##### Texte

Guide en images des églises de Venise

San Nicolo al Lido (Lido)

On voit depuis tout Venise ou presque la façade et le campanile de cette église entourée de verdure, située pas tout à fait au nord de l'île du Lido. . Mais c'est de là (du fort, juste un peu au Nord) que partaient les expéditions pour conquérir la côte adriatique, la Grèce, Contantinople, la Crète, et les pirates Narentins en 996. C'est aussi de là que partit la flotte qui va soumettre la Dalmatie le 9 mars 1000 à Venise (sous Pietro Orseolo II), un évènement qui est à l'origine de la cérémonie des épousailles du Doge avec la Mer (fête de la Sensa, à l'Ascension, voir plus bas).

Aussi bien l'histoire de l'église et son monastère, que celle de Nicolas de Myre et ses ossements rapatriés ici, font l'objet de multiples versions, difficiles à démêler.

Histoire

Vers 1044, sous le dogat de Domenico Contarini, une église bénédictine avec un couvent attenant est créée pour les Bénédictins (le Doge Domenico Selvo y sera intronisé car la Basilique Saint Marc était en reconstruction). 

L'église reçoit donc le Saint en 1100 (ou 1101, voir ci-dessous) ou plutôt quelques ossements (sans doute volés à Bari, qui est le lieu "officiel" des pèlerinages à Saint Nicolas), et elle rénovée vers 1316.

Mais l'église ancienne est totalement refaite en 1626 par Tommaso Contin, à un emplacement légèrement différent, elle est terminée en 1629 par Matteo Cirtoni. Elle est à une nef avec 3 chapelles communicantes de chaque côté, et un chœur profond où les stalles se trouvent derrière l'autel. Elle est adossée au monastère bénédictin dont le cloître date de 1530. L'ensemble fut supprimé en 1806 (ou 1770 ?), l'église devenant la chapelle de la caserne militaire à côté, jusqu'en 1926 où elle est réoccupée par les Frères de Saint Antoine (ou 1938 ?), et aujourd'hui un centre de recherches. Comme souvent la façade n'est pas terminée. 

Le campanile baroque date de la reconstruction qui est commencée en 1626 et terminée en 1634. Des mosaïques et des colonnes corinthiennes, de la première basilique, furent découvertes dans le monastère et restaurées à partir des années 1950.

(Autre version lue ailleurs : la communauté de la Congrégation de Saint Justine de Padoue fut supprimée en 1770. Rouverte 140 ans plus tard, elle est depuis 1926 gérée par les Franciscains, mais le monastère est devenu un terrain militaire. Qui croire ?)

##########
##### Données fournies

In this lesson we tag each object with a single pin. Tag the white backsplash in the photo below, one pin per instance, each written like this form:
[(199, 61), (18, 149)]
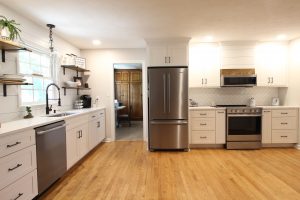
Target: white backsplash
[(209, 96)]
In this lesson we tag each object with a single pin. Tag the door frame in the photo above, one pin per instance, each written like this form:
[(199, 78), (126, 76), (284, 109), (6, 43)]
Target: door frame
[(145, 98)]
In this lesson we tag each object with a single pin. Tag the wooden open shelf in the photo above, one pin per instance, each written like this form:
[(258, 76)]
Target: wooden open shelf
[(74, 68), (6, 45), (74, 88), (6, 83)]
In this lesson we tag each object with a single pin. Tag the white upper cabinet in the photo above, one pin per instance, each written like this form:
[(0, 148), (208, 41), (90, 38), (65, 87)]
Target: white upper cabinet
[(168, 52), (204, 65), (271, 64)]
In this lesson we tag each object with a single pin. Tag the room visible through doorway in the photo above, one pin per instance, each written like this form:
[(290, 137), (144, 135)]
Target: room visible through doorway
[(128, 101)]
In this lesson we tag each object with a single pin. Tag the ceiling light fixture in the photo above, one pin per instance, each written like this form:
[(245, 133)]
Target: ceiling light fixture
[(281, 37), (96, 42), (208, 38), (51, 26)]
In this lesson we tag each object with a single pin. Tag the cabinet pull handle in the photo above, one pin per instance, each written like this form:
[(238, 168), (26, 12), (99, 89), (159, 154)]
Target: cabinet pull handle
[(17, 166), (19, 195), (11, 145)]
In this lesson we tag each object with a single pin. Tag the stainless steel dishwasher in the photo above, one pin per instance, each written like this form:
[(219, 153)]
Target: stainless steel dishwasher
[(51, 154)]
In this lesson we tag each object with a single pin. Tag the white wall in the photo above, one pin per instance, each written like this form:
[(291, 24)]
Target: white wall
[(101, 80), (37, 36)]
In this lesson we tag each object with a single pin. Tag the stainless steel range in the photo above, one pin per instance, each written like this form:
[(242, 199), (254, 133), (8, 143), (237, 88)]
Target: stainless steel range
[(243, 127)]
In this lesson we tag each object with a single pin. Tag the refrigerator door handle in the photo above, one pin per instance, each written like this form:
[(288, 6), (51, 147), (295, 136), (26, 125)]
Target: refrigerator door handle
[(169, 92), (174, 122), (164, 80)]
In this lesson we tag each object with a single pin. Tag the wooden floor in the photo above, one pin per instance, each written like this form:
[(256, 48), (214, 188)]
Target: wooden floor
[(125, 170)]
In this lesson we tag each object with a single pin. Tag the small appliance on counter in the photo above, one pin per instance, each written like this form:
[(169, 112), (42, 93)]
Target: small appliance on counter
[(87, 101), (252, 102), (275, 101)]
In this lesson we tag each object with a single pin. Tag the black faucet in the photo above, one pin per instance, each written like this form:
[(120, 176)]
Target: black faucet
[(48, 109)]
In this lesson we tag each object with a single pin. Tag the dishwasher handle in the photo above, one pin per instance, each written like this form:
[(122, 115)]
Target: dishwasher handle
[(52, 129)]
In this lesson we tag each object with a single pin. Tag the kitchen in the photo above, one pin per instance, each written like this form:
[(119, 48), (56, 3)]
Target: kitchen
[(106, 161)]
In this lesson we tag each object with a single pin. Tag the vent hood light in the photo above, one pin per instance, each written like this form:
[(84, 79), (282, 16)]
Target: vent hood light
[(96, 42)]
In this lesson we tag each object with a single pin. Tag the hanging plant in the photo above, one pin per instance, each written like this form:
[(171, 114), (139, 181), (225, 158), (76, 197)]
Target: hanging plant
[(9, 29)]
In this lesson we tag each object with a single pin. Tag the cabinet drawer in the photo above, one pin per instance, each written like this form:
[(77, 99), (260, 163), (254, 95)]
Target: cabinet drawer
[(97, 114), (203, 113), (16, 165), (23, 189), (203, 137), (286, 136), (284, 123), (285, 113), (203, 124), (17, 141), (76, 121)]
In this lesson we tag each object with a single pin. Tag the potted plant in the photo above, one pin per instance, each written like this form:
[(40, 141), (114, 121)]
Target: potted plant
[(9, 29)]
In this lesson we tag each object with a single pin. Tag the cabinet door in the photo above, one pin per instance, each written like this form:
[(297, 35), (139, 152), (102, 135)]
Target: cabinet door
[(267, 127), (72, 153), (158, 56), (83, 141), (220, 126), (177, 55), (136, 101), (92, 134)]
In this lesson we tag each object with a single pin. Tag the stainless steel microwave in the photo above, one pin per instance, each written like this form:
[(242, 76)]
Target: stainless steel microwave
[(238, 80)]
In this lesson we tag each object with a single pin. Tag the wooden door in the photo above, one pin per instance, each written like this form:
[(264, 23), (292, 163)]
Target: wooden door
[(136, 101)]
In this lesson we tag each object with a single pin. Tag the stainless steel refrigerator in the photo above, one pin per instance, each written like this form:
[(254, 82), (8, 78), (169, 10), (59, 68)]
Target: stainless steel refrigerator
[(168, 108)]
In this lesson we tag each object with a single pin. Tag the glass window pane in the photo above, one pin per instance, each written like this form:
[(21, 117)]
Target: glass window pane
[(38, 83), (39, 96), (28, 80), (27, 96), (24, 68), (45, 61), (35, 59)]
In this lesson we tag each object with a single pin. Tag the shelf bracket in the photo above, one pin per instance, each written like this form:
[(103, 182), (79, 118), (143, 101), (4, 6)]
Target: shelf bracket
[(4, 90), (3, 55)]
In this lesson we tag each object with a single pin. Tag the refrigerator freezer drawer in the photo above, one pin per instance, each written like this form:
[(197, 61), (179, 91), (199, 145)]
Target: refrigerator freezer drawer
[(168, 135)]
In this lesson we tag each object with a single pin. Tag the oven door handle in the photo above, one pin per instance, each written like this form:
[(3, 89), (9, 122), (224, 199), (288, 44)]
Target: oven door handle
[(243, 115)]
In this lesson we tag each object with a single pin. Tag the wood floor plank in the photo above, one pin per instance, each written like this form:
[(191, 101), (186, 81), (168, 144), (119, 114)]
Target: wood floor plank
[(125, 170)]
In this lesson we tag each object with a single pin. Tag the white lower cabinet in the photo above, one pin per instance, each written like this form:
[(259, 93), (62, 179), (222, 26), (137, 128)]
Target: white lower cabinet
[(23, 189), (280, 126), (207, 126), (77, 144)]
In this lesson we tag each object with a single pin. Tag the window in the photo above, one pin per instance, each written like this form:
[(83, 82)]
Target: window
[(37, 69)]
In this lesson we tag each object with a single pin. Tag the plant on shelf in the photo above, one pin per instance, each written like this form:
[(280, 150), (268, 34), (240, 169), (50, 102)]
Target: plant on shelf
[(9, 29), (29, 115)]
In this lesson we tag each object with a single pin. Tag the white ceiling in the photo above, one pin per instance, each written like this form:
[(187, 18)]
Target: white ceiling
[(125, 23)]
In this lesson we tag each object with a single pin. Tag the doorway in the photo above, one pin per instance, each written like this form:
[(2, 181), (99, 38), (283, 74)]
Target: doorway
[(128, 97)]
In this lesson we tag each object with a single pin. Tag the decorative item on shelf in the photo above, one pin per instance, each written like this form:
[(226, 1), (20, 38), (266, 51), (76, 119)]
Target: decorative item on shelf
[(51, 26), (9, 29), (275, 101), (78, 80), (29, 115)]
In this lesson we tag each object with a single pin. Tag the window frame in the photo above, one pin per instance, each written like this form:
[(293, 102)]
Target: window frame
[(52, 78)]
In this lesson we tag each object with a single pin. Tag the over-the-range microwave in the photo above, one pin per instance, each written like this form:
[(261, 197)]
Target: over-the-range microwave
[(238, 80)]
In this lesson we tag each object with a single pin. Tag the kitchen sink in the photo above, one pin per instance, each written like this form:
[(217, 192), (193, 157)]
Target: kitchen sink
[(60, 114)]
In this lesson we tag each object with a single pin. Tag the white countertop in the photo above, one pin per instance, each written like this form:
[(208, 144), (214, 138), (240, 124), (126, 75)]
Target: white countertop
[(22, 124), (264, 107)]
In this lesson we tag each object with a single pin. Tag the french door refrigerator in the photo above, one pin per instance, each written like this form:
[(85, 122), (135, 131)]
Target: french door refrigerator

##########

Consignes à suivre >>
a - Recopiez mot pour mot le texte sur San Nicolo al Lido, en partant de « Guide en images » et en vous arrêtant à « voir plus bas). ».
b - D'après le texte sur San Nicolo al Lido, en quelle année le campanile baroque a-t-il été achevé ?
c - Poursuivez le texte sur l'église San Nicolo al Lido à partir de sa dernière phrase.

Réponses par consigne >>
a -
Guide en images des églises de Venise

San Nicolo al Lido (Lido)

On voit depuis tout Venise ou presque la façade et le campanile de cette église entourée de verdure, située pas tout à fait au nord de l'île du Lido. . Mais c'est de là (du fort, juste un peu au Nord) que partaient les expéditions pour conquérir la côte adriatique, la Grèce, Contantinople, la Crète, et les pirates Narentins en 996. C'est aussi de là que partit la flotte qui va soumettre la Dalmatie le 9 mars 1000 à Venise (sous Pietro Orseolo II), un évènement qui est à l'origine de la cérémonie des épousailles du Doge avec la Mer (fête de la Sensa, à l'Ascension, voir plus bas).

b - En 1634.

c -
Bien entendu, l'église est le point d'arrivée de la fête de la Sensa (Ascension, voir plus bas). A cet endroit (en fait au début dans le bras de mer du nord du Lido reliant la mer à la lagune), le Doge (aujourd'hui le Maire de Venise) jette à la mer l'anneau d'or qui rappelle les épousailles de Venise avec la Mer, accompagné d'une myriade de bateaux et de compagnies de régatiers colorés. Une messe solennelle a lieu dans l'église en présence de tout le gratin civil, religieux et militaire.

Extérieur

On la voit de loin car la vue est dégagée.  C'est une grande bâtisse qui inclut le monastère, sans grâce en briques rouges. La façade est comme beaucoup ailleurs inachevée, avec un monument en marbre au-dessus du portail, du 17ème siècle et dédié au Doge Domenico Contarini le bienfaiteur du monastère.

Lemonastère se trouve en arrière de l'église.

Le campanile en style baroque, date de la construction de l'église (1629).

Intérieur

L'intérieur est à une nef (17ème siècle), assez étroite, avec trois chapelles communicantes et des autels de chaque côté. Aux coins, de gros pilastres contiennent des niches où logent des statues de Saints et d'évêques. Le chœur est baroque avec trois grandes statues et un sarcophage censé contenir les reliques des Saint Nicolas et Théodore. Derrière le chœur, une pièce ronde avec une coupole, abrite les stalles en bois de Giovanni da Crema et Camillo da San Lucca, qui décrivent 27 épisodes de la vie de Saint Nicolas.

Le tout est très sobre, blanc cassé, et lumineux assez. Pas de très grandes œuvres, mais des tableaux de Palma le Vieux, et de Palma le Jeune petit neveu du précédent.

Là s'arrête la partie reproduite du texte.